Text section —
The New Year ushered in a wave of misfortune for city real estate brokerages, as a raft of companies announced that they would shed offices or close up shop altogether.
Predictably, small brokerages were hit hardest: Brooklyn Properties closed an office, Domain Properties downsized to a smaller space, and both Upside Residential and Homestead New York announced they would shutter completely.
Meanwhile, medium-sized firms like Warburg Realty and Bellmarc Realty also closed branches. And, as part of that rash of closures, rentals behemoth Citi Habitats shut two branches, and its sister company, the Corcoran Group — one of the two largest and most successful sales firms in the city — announced late last month that it would shutter its Harlem office.
Corcoran was the first of the two big brokerages in the city to close up an office. And like real estate companies throughout the city, the 35-year-old company is weathering a steep drop-off in sales due to the credit crisis and Wall Street layoffs. But unlike its chief rival, Prudential Douglas Elliman, it also faces the challenge of being linked to a parent company that’s highly leveraged and drowning in debt.

Records —

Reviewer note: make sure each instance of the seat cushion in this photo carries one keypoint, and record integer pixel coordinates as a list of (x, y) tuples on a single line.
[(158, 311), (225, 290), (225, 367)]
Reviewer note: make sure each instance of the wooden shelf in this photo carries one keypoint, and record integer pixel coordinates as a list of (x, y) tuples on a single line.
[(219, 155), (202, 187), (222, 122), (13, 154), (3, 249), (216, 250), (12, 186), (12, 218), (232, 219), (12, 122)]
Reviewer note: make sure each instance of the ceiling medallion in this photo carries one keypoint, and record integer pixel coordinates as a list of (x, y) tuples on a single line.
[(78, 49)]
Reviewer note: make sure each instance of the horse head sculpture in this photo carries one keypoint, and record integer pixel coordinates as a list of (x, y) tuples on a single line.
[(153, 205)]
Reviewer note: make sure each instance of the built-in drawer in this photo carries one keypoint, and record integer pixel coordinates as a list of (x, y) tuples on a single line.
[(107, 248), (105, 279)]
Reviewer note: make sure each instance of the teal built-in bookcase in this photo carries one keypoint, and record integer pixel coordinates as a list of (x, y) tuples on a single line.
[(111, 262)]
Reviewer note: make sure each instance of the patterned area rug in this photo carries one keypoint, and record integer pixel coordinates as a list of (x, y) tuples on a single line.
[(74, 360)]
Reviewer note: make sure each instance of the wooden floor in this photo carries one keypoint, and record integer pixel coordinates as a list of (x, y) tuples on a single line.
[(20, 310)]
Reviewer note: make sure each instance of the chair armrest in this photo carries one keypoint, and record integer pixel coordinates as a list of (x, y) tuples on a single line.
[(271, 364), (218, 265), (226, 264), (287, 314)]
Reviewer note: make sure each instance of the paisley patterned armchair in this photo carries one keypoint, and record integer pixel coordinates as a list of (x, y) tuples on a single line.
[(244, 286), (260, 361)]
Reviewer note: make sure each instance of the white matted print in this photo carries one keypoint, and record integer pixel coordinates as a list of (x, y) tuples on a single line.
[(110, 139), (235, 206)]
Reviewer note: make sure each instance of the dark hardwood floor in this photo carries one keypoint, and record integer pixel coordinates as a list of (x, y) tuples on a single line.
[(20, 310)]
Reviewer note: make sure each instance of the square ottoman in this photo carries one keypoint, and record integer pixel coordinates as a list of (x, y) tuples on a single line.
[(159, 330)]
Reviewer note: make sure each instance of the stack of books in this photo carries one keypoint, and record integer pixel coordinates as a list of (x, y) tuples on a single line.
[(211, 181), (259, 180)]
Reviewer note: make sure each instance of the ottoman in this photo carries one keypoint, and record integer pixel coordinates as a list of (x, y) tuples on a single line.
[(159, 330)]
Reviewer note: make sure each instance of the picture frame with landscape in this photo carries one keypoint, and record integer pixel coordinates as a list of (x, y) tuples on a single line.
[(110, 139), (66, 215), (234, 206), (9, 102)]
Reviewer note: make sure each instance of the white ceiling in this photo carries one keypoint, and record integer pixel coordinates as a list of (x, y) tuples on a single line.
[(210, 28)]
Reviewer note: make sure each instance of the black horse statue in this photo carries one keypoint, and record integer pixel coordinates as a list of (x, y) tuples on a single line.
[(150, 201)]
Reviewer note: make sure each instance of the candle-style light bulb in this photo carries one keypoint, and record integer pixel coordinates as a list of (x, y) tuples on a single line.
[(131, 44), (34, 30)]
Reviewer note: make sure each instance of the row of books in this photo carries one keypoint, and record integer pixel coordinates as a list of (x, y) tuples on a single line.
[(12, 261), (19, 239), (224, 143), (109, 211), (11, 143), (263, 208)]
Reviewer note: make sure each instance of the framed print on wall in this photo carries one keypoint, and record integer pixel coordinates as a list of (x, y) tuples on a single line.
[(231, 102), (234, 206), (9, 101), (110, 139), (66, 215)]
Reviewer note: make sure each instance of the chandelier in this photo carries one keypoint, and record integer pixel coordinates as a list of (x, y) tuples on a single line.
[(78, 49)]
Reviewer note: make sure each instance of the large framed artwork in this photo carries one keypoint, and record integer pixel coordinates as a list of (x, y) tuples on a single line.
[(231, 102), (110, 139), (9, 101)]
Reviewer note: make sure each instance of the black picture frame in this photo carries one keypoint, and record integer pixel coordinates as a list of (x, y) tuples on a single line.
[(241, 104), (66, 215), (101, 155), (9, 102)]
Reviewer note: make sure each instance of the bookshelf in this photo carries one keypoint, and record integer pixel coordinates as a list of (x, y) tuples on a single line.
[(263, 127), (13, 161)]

Work to complete — Translate this sentence from the text on city real estate brokerages into Spanish: "Corcoran was the first of the two big brokerages in the city to close up an office."

Problem solution — Corcoran fue la primera de las dos grandes agencias inmobiliarias de la ciudad en cerrar una oficina.